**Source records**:
Content starts

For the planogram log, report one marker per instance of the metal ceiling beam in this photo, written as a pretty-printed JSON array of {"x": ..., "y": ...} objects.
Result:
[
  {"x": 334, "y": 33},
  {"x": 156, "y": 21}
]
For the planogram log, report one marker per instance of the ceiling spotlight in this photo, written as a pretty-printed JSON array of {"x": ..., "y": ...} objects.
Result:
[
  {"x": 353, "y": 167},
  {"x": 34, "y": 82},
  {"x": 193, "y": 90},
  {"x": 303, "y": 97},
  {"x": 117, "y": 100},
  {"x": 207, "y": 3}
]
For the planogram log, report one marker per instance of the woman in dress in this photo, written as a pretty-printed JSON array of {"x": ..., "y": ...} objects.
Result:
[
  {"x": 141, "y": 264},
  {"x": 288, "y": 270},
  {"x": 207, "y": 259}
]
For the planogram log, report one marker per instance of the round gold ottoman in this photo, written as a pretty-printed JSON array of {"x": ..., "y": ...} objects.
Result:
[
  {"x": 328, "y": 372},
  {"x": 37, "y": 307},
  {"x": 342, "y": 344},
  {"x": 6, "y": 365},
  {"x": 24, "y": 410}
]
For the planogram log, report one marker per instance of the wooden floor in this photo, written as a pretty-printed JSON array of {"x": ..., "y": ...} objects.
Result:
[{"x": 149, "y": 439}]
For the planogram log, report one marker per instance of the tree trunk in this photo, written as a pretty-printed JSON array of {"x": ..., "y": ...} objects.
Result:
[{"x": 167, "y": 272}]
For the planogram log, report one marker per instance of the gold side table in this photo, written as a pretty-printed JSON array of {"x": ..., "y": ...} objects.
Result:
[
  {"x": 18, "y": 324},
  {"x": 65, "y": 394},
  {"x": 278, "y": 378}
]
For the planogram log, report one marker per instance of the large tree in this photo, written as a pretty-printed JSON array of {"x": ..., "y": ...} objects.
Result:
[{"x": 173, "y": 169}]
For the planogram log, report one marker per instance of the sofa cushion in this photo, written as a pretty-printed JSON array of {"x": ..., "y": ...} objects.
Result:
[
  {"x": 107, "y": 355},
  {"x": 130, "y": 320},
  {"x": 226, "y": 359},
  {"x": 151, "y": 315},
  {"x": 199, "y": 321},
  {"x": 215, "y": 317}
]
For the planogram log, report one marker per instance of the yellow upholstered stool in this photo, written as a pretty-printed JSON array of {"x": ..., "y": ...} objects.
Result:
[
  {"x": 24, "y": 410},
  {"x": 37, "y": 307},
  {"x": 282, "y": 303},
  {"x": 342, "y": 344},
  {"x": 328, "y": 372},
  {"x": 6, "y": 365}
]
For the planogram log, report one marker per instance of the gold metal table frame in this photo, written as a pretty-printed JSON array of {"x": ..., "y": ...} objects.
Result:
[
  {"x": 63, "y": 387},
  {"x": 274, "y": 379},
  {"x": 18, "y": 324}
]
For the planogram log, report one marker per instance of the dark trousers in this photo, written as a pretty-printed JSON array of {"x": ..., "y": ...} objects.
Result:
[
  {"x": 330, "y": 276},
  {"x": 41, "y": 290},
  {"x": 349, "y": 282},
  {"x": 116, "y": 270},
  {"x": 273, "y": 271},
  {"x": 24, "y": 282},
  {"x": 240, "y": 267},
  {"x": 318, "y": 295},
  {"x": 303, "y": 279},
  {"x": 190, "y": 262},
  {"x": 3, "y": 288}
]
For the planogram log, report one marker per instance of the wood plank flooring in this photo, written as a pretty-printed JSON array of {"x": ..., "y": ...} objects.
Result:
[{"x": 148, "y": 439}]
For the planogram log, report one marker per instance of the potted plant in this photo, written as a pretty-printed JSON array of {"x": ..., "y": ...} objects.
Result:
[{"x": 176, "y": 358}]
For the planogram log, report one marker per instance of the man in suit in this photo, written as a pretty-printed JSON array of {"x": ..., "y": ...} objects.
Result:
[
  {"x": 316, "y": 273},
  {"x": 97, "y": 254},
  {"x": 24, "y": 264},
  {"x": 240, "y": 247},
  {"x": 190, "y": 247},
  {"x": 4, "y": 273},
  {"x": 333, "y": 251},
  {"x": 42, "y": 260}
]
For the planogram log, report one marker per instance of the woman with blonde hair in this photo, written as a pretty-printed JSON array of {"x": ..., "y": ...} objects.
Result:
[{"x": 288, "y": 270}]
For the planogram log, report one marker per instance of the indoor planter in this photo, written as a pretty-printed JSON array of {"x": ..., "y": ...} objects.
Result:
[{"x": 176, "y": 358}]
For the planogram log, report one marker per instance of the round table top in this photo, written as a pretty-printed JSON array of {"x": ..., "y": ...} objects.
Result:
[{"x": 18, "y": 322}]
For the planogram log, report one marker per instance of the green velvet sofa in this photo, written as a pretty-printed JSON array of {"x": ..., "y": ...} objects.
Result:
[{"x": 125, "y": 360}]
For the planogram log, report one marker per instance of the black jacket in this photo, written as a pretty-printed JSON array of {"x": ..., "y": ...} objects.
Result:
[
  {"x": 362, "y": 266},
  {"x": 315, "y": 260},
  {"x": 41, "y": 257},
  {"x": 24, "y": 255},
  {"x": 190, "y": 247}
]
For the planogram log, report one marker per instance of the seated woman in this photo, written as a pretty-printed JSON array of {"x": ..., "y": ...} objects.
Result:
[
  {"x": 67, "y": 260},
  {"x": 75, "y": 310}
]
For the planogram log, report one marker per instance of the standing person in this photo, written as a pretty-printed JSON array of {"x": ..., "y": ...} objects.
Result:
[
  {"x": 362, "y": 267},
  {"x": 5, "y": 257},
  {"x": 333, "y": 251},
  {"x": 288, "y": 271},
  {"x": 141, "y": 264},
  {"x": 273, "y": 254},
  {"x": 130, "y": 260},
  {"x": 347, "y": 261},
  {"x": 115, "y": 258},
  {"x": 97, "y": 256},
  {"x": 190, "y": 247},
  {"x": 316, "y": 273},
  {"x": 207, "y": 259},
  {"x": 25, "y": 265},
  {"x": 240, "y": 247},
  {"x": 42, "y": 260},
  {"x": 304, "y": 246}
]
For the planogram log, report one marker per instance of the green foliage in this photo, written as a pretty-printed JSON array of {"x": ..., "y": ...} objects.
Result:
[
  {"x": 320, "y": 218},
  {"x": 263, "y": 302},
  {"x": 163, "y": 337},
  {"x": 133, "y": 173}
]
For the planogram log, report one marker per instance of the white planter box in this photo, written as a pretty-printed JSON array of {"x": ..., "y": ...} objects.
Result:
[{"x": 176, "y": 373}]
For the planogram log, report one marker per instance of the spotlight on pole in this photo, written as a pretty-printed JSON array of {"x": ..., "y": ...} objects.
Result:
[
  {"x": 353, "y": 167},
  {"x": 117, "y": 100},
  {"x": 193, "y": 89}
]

Content ends

**Task details**: Each record above is to be printed again exactly as written.

**Exercise answer**:
For the planogram log, report one marker per instance of the metal ceiling beam in this photo, written as a pretty-printed JSON array of {"x": ..., "y": ...} objects.
Result:
[
  {"x": 334, "y": 33},
  {"x": 156, "y": 21}
]
For the planogram log, report one marker per instance of the ceiling spotlight in this photo, written as a pretty-printed JSON array of {"x": ..., "y": ...} objects.
Result:
[
  {"x": 353, "y": 167},
  {"x": 34, "y": 82},
  {"x": 193, "y": 90},
  {"x": 303, "y": 97},
  {"x": 117, "y": 100},
  {"x": 207, "y": 3}
]
For the planogram log, report one marker per instance of the woman in dress in this photo, written as a pretty-printed JSON array of {"x": ..., "y": ...} objects.
Result:
[
  {"x": 141, "y": 264},
  {"x": 288, "y": 270},
  {"x": 207, "y": 259}
]
For the planogram log, report one marker per instance of the round gold ottoman in this photo, written as a pretty-printed JSON array of {"x": ..., "y": ...} objects.
Result:
[
  {"x": 328, "y": 372},
  {"x": 37, "y": 307},
  {"x": 342, "y": 344},
  {"x": 6, "y": 365},
  {"x": 24, "y": 410}
]
For the planogram log, report one marker per instance of the wooden floor in this photo, written as a pretty-printed JSON array of {"x": ..., "y": ...} objects.
Result:
[{"x": 149, "y": 439}]
For the planogram log, report one marker per instance of the tree trunk in this photo, written as a pretty-printed JSON array of {"x": ..., "y": ...} objects.
Result:
[{"x": 167, "y": 272}]
For the planogram log, report one marker per instance of the gold side table in this photo, written as a pretty-printed JSON array of {"x": ..., "y": ...} objects.
Result:
[
  {"x": 18, "y": 324},
  {"x": 65, "y": 394},
  {"x": 278, "y": 378}
]
For the planogram log, report one marker per instance of the large tree in this photo, written as a pretty-printed JSON array of {"x": ..., "y": ...} objects.
Result:
[{"x": 173, "y": 169}]
For the planogram log, report one marker per instance of the sofa cushion in this photo, written as a pretty-printed JSON array of {"x": ..., "y": ...} objects.
Result:
[
  {"x": 107, "y": 355},
  {"x": 130, "y": 320},
  {"x": 226, "y": 359},
  {"x": 151, "y": 315},
  {"x": 199, "y": 321},
  {"x": 215, "y": 317}
]
For the planogram log, report one marker per instance of the yellow upholstered stool in this photo, written as a pretty-printed JSON array of {"x": ..., "y": ...} objects.
Result:
[
  {"x": 24, "y": 410},
  {"x": 37, "y": 307},
  {"x": 282, "y": 303},
  {"x": 342, "y": 344},
  {"x": 328, "y": 372},
  {"x": 6, "y": 365}
]
For the planogram log, report one marker per instance of the gold metal table frame in this photo, written as a pretty-printed JSON array of {"x": ..., "y": ...} objects.
Result:
[
  {"x": 63, "y": 387},
  {"x": 274, "y": 379},
  {"x": 18, "y": 324}
]
For the planogram log, report one marker per instance of the dark trousers in this photo, written as a pretty-printed JSON array of {"x": ..., "y": ...} objects.
Result:
[
  {"x": 330, "y": 276},
  {"x": 41, "y": 290},
  {"x": 349, "y": 282},
  {"x": 116, "y": 270},
  {"x": 273, "y": 271},
  {"x": 24, "y": 282},
  {"x": 240, "y": 267},
  {"x": 318, "y": 295},
  {"x": 303, "y": 279},
  {"x": 190, "y": 262},
  {"x": 3, "y": 288}
]
For the planogram log, report one marker per instance of the wood plank flooring in this photo, written as a pretty-printed JSON array of {"x": ..., "y": ...} objects.
Result:
[{"x": 148, "y": 439}]
For the planogram log, report one marker per instance of the potted plant in this photo, written as a pretty-printed JSON array of {"x": ..., "y": ...} objects.
Result:
[{"x": 176, "y": 358}]
For the planogram log, report one marker per instance of the man in suit in this photo, written as a pretty-printed JSON array of {"x": ..., "y": ...} objects.
Result:
[
  {"x": 316, "y": 273},
  {"x": 97, "y": 254},
  {"x": 24, "y": 264},
  {"x": 240, "y": 247},
  {"x": 190, "y": 247},
  {"x": 4, "y": 273},
  {"x": 333, "y": 251},
  {"x": 42, "y": 260}
]
For the planogram log, report one marker per instance of the woman with blonde hair in this photo, written as a pretty-printed JSON array of {"x": ..., "y": ...} objects.
Result:
[{"x": 288, "y": 270}]
For the planogram log, report one marker per instance of the indoor planter in this photo, written as a pretty-printed JSON array of {"x": ..., "y": ...} objects.
Result:
[{"x": 176, "y": 358}]
For the planogram log, report one marker per instance of the round table top in this photo, written as a pretty-printed JSON array of {"x": ..., "y": ...} objects.
Result:
[{"x": 18, "y": 322}]
For the planogram log, report one marker per instance of the green velvet sofa in this photo, written as a pretty-printed JSON array of {"x": ..., "y": ...} objects.
Result:
[{"x": 125, "y": 360}]
For the planogram log, report one marker per instance of the black jacket in this photo, written as a pretty-printed JSON array of {"x": ..., "y": ...} objects.
Result:
[
  {"x": 362, "y": 266},
  {"x": 315, "y": 260},
  {"x": 41, "y": 257},
  {"x": 24, "y": 255},
  {"x": 190, "y": 247}
]
For the planogram log, report one marker per instance of the seated woman in this photo, written as a pretty-printed JSON array of {"x": ..., "y": ...} objects.
Result:
[
  {"x": 67, "y": 260},
  {"x": 75, "y": 310}
]
For the planogram log, report one marker per instance of the standing person in this photo, written as a pretty-printed JSON array of {"x": ..., "y": ...} objects.
Result:
[
  {"x": 362, "y": 267},
  {"x": 5, "y": 257},
  {"x": 333, "y": 251},
  {"x": 288, "y": 271},
  {"x": 141, "y": 264},
  {"x": 273, "y": 254},
  {"x": 130, "y": 260},
  {"x": 347, "y": 261},
  {"x": 115, "y": 258},
  {"x": 97, "y": 256},
  {"x": 190, "y": 247},
  {"x": 316, "y": 273},
  {"x": 207, "y": 259},
  {"x": 25, "y": 265},
  {"x": 240, "y": 247},
  {"x": 42, "y": 260},
  {"x": 304, "y": 246}
]
For the planogram log, report one marker per instance of the green foliage in this photo, written as a pretty-printed JSON array of {"x": ..., "y": ...} objects.
Result:
[
  {"x": 320, "y": 218},
  {"x": 263, "y": 302},
  {"x": 163, "y": 337},
  {"x": 133, "y": 173}
]
For the planogram log, report one marker per instance of the white planter box in this photo, written as a pretty-printed JSON array of {"x": ..., "y": ...} objects.
Result:
[{"x": 176, "y": 373}]
For the planogram log, report one marker per instance of the spotlight on pole in this photo, written as a pretty-printed JSON array of {"x": ..., "y": ...} objects.
Result:
[
  {"x": 353, "y": 167},
  {"x": 117, "y": 100},
  {"x": 193, "y": 89}
]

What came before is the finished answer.